GIVEN REQUEST: Format the lines below as a Markdown table with two columns, Row and Line. Number every line, and leave out blank lines.

┄┄┄┄┄┄

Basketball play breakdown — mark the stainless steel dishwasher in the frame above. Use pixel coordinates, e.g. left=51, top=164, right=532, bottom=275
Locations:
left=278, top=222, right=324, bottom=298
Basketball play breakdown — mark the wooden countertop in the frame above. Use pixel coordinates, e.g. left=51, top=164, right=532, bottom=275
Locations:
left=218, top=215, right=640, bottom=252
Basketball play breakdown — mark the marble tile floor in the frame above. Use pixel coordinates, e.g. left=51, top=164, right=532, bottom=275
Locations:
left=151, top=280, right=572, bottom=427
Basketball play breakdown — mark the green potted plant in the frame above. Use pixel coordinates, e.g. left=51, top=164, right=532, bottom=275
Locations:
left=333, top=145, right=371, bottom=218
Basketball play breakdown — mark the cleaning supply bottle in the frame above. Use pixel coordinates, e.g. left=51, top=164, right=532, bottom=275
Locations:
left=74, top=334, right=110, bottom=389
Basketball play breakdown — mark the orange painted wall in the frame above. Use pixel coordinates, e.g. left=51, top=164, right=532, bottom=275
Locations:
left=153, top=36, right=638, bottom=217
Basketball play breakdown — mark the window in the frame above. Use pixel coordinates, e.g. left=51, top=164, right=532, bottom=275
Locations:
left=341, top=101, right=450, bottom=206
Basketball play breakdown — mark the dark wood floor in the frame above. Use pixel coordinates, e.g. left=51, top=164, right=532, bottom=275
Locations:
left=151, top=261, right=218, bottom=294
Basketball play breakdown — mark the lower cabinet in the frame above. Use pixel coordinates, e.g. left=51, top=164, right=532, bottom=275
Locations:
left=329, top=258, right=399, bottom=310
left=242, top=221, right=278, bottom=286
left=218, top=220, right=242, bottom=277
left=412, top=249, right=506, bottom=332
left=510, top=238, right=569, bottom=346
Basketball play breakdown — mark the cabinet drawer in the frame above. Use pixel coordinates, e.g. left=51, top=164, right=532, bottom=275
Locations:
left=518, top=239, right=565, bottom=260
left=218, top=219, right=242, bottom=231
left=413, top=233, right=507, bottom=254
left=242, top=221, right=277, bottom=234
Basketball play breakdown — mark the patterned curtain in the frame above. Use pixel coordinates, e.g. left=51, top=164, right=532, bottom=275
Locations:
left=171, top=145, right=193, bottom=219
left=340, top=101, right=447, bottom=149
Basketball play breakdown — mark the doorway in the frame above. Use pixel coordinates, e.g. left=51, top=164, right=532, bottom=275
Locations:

┄┄┄┄┄┄

SOLUTION TO THIS EXERCISE:
| Row | Line |
|---|---|
| 1 | Basketball play breakdown — mark the stainless steel dishwasher in the frame above. Use pixel coordinates, e.g. left=51, top=164, right=532, bottom=275 |
| 2 | Locations: |
| 3 | left=278, top=222, right=324, bottom=298 |
| 4 | Basketball play breakdown — mark the wooden countertop in the frame above. Use pixel coordinates, e.g. left=51, top=164, right=532, bottom=275 |
| 5 | Locations: |
| 6 | left=218, top=215, right=640, bottom=252 |
| 7 | Basketball play breakdown — mark the marble tile floor in the frame above. Use pixel coordinates, e.g. left=51, top=164, right=532, bottom=275 |
| 8 | Locations: |
| 9 | left=151, top=280, right=572, bottom=427 |
| 10 | Basketball play breakdown — mark the green potted plant in the frame above. Use pixel coordinates, e.g. left=51, top=164, right=532, bottom=275 |
| 11 | Locations: |
| 12 | left=333, top=145, right=371, bottom=218 |
| 13 | Basketball play breakdown — mark the cleaning supply bottle in the frame above. Use pixel coordinates, e.g. left=51, top=164, right=532, bottom=275 |
| 14 | Locations: |
| 15 | left=74, top=334, right=110, bottom=389 |
| 16 | Basketball play breakdown — mark the orange painted wall in the frame above. Use pixel coordinates, e.g. left=51, top=164, right=532, bottom=275 |
| 17 | Locations: |
| 18 | left=153, top=36, right=638, bottom=217 |
| 19 | Basketball play breakdown — mark the window in the frame above. Use pixel coordinates, e.g. left=51, top=164, right=532, bottom=275 |
| 20 | Locations: |
| 21 | left=341, top=101, right=450, bottom=206 |
| 22 | Basketball play breakdown — mark the dark wood floor in the frame above. Use pixel coordinates, e.g. left=51, top=164, right=532, bottom=275 |
| 23 | Locations: |
| 24 | left=151, top=261, right=218, bottom=294 |
| 25 | Basketball play breakdown — mark the lower cabinet in the frame above. Use pixel coordinates, e.g. left=51, top=164, right=532, bottom=275 |
| 26 | Locations: |
| 27 | left=329, top=258, right=399, bottom=310 |
| 28 | left=242, top=221, right=278, bottom=286 |
| 29 | left=218, top=220, right=242, bottom=277 |
| 30 | left=412, top=249, right=506, bottom=332 |
| 31 | left=510, top=238, right=569, bottom=346 |
| 32 | Basketball play breakdown — mark the cabinet drawer in the frame above. Use pixel coordinates, e.g. left=51, top=164, right=532, bottom=275 |
| 33 | Locations: |
| 34 | left=518, top=239, right=565, bottom=260 |
| 35 | left=218, top=219, right=242, bottom=231 |
| 36 | left=413, top=233, right=507, bottom=254 |
| 37 | left=242, top=221, right=277, bottom=234 |
| 38 | Basketball play breakdown — mark the patterned curtain in the frame above. Use pixel coordinates, e.g. left=51, top=164, right=532, bottom=275 |
| 39 | Locations: |
| 40 | left=171, top=145, right=193, bottom=219 |
| 41 | left=340, top=101, right=447, bottom=149 |
| 42 | Basketball play breakdown — mark the doorway in the frame above. Use pixel coordinates, e.g. left=51, top=164, right=532, bottom=275 |
| 43 | Locations: |